#### Material provided:
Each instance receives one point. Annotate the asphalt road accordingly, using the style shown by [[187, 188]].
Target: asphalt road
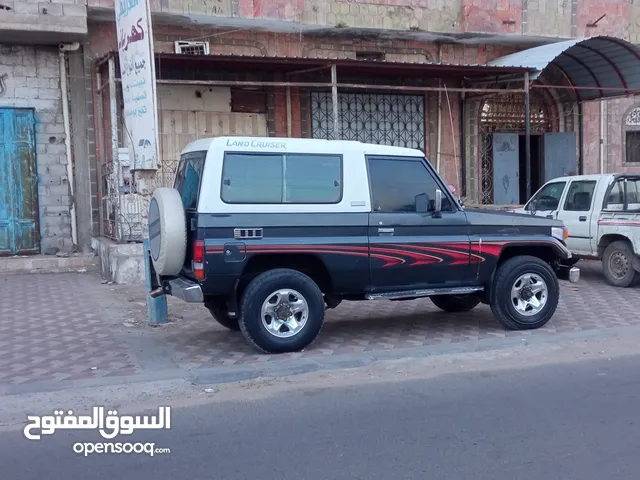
[[577, 421]]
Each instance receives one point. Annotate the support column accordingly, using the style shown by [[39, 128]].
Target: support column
[[580, 139], [334, 101], [527, 134], [289, 120]]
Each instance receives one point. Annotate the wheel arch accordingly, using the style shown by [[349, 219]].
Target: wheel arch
[[307, 263], [546, 252], [608, 239]]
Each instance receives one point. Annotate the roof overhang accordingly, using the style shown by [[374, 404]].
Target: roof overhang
[[593, 68], [347, 67]]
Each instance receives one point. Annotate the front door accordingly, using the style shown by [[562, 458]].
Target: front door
[[407, 249], [546, 201], [560, 158], [18, 183], [576, 215], [506, 169]]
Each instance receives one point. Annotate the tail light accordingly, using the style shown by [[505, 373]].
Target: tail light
[[198, 259]]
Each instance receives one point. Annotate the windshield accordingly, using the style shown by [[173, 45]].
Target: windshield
[[548, 197]]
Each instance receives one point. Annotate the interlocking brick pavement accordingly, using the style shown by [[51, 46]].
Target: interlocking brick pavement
[[53, 327], [198, 341], [56, 327]]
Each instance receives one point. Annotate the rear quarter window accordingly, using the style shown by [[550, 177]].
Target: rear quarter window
[[296, 178], [189, 177]]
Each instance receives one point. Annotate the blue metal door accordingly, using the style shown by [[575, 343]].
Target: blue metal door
[[506, 169], [18, 183], [560, 157]]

#### Aim:
Please write out all of the material above word for word, leaving out any pictures.

#### Exercise output:
Each instance receives one point. Annotate the asphalt road accordingly, using the style shown by [[187, 188]].
Target: asphalt road
[[577, 421]]
Each instance receives one point. Annotate the support column accordingly, using the style shown by [[39, 128]].
Target: support column
[[580, 139], [334, 101], [527, 134], [289, 120]]
Each instance receives one point. Annotate the wheel arch accordingly, using the style shown by [[349, 219]].
Target: wheel arch
[[307, 263], [546, 252], [608, 239]]
Each instance receives one point. Annotate the roof overhang accordingly, using the style shown by [[374, 404]].
Target: roof overhang
[[593, 68], [347, 67]]
Each instance receives one point. Annotate the front door accordingly, using the style shown by [[562, 458]].
Target: front door
[[407, 249], [546, 201], [560, 158], [18, 183], [576, 215], [506, 169]]
Each instance receives one point. Annotate the tail light accordingly, using the style shown by [[505, 373]].
Target: tail light
[[198, 259]]
Each instance receives one point. Annotate the windshield accordingly, using the style shown by [[173, 45]].
Target: windshield
[[548, 197]]
Each instance receives one point. Annotate the interlocking brick pavement accordingly, using the style shown by [[51, 46]].
Target: interlocking brick pavement
[[53, 327], [198, 341], [56, 327]]
Each instance receives one point. Annotate the rear quarter window accordingly, using the style shown by [[550, 177]].
Target: rear quarter window
[[296, 178], [189, 177]]
Each instance receives one point. Annotate the blue metal door accordingly, using the style shown by [[575, 343]].
Target: blue metal door
[[506, 169], [18, 183], [560, 157]]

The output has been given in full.